§ **TUGAS YANG DIKERJAKAN**
#1 Cek apakah tiap pernyataan di bawah cocok dengan kutipan tentang seting kelas konstruktif. Jawab ya atau tidak, lalu kutip kata-kata dari kutipan itu yang jadi penentunya.
(a) Ada lima metode kunci untuk merancang seting kelas yang konstruktif.
(b) Enam elemen Constructivist Learning Design dikemukakan oleh Hadi Mustofa.
(c) Metode kedua adalah mendorong kesadaran belajar dan pengujian kesalahan.
#2 Tulis lanjutan kutipan tentang seting kelas konstruktif, mulai setelah kalimat terakhirnya.

§ **KUTIPAN UNTUK DIBACA**
Karakteristik seting kelas konstruktif untuk belajar adalah terkondisikannya
belajar secara umum, instruksi, dan belajar bersama.
Lima metode kunci untuk merancang seting kelas yang
konstruktif , yaitu:
1) melindungi pemelajar dari kerusakan
praktik instruksional dengan mengembangkan otonomi dan kontrol pemelajar, mendorong
pengaturan diri dan membuat instruksi secara pribadi yang relevan dengan
pemelajar,
2) menciptakan konteks belajar yang
mendorong pengembangan otonomi pribadi
3) mengkondisikan pemelajar dengan
alasan-alasan belajar dalam aktivitas belajar
4) mendorong pengaturan diri dengan
pengembangan keterampilan dan tingkah laku yang memungkinkan pemelajar
meningkatkan tanggung jawab dalam belajarnya; dan
5) mendorong kesadaran belajar dan
pengujian kesalahan (Hadi Mustofa, 1998).
Penataan dan atau pengelolaan kelas dalam PAIKEM perlu
mempertimbangkan enam elemen Constructivist
Learning Design (CDL) yang dikemukakan oleh Gagnon and Collay, yaitu :
Situation:terkait dengan hal-hal berikut; apa tujuan episode
pembelajaran yang akan dicapai, apa yang diharapkan setelah siswa keluar
ruangan kelas, bagaimana mengetahui bahwa siswa telah mencapai tujuan, tugas
apa yang diberikan kepada siswa untuk mencapai tujuan, bagaimana deskripsi
tugas tersebut (as a process of solving problems, answering question,
creating metaphors, making decisions, drawing conclusions, or setting goals).

§ **BAHAN YANG DIBERIKAN**
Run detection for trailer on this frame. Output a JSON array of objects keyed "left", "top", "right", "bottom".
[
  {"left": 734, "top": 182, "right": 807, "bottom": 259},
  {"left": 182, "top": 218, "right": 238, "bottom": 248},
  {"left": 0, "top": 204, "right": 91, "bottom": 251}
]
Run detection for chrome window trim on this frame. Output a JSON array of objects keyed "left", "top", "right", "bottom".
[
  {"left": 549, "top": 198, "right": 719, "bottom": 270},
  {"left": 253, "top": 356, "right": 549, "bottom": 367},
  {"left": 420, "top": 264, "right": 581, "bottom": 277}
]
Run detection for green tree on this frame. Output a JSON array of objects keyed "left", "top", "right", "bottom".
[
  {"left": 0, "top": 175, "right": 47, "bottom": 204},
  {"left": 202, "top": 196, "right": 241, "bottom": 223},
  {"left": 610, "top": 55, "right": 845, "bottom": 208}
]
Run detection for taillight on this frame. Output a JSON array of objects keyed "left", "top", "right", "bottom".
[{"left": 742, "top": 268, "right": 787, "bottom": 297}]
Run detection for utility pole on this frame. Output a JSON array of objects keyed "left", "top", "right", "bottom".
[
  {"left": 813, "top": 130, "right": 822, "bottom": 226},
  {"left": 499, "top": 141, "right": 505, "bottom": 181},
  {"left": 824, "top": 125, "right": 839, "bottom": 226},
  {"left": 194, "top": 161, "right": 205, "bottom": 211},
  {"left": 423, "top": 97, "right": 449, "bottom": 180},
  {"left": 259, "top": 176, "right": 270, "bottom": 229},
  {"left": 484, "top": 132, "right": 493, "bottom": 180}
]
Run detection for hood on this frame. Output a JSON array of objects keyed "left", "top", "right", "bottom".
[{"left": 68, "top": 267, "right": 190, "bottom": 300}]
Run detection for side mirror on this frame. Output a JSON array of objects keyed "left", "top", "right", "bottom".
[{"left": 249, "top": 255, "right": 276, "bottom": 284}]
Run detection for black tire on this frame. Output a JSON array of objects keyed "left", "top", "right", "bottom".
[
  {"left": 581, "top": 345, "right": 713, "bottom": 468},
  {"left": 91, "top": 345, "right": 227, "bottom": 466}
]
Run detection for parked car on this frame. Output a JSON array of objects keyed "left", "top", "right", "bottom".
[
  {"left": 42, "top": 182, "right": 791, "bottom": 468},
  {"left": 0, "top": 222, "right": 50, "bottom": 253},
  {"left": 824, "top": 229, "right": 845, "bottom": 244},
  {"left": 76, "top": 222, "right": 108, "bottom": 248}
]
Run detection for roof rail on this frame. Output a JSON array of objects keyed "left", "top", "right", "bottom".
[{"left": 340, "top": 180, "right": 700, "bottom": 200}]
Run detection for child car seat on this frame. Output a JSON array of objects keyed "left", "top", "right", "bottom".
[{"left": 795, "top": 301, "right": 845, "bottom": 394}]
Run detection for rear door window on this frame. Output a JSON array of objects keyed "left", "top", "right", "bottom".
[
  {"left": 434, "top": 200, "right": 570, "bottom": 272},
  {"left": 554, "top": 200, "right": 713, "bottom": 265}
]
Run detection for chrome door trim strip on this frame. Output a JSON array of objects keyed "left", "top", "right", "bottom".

§ **KUNCI JAWABAN**
#1
(a) Ya: "Lima metode kunci untuk merancang seting kelas yang konstruktif"
(b) Tidak: "dikemukakan oleh Gagnon and Collay"
(c) Tidak: "5) mendorong kesadaran belajar dan pengujian kesalahan"

#2
Grouping:dapat
dilakukan berdasarkan karakteristik siswa atau didasarkan pada karakteristik
materi.
Bridge:terkait dengan; aktivitas apa yang dipilih untuk
menjembatani atara pengetahuan yang telah dimiliki siswa sebelumnya dengan
pengetahuan baru yang akan dibangun siswa.
Question:pertanyaan apa yang dapat
membangkitkan tiap elemen desain (panduan pertanyan apa yang dapat
mengintrodusir situasi, menata pengelompokan, dan membangun jembatan),
pertanyaan klarifikasi apa yang digunakan untuk menengetahui cara berpikir dan
aktivitas belajar siswa.
Exhibit:bagaimana siswa merekan dan
memamerkan kreasi mereka melalui demonstrasi cara berpikir mereka dalam
menyelesaikan dan atau memenuhi tugas.
Reflections:bagaimana
siswa melakukan refleksi dalam menyelesaikan tugas mereka, apakah siswa ingat
tentang (feeling, images, and language of their thought), apa sikap,
proses, dan konsep yang akan dibawa siswa setelah keluar kelas.
B. Konsep Pendekatan SETS (Sains Environment
Technology and Society)
Pendekatan
sains-teknologi-masyarakat (SETS = science, environment, technology, society)
merupakan salah satu model atau pendekatan untuk menyesuaikan diri terhadap
perkembangan sains yang cepat dan menjawab perubahan paradigma di atas.
Pendekatan SETS pada awalnya dikembangkan untuk pembelajaran sains, khususnya
sains alam, walaupun dapat dikaji penggunaannya pada pembelajaran
bidang-bidang lain.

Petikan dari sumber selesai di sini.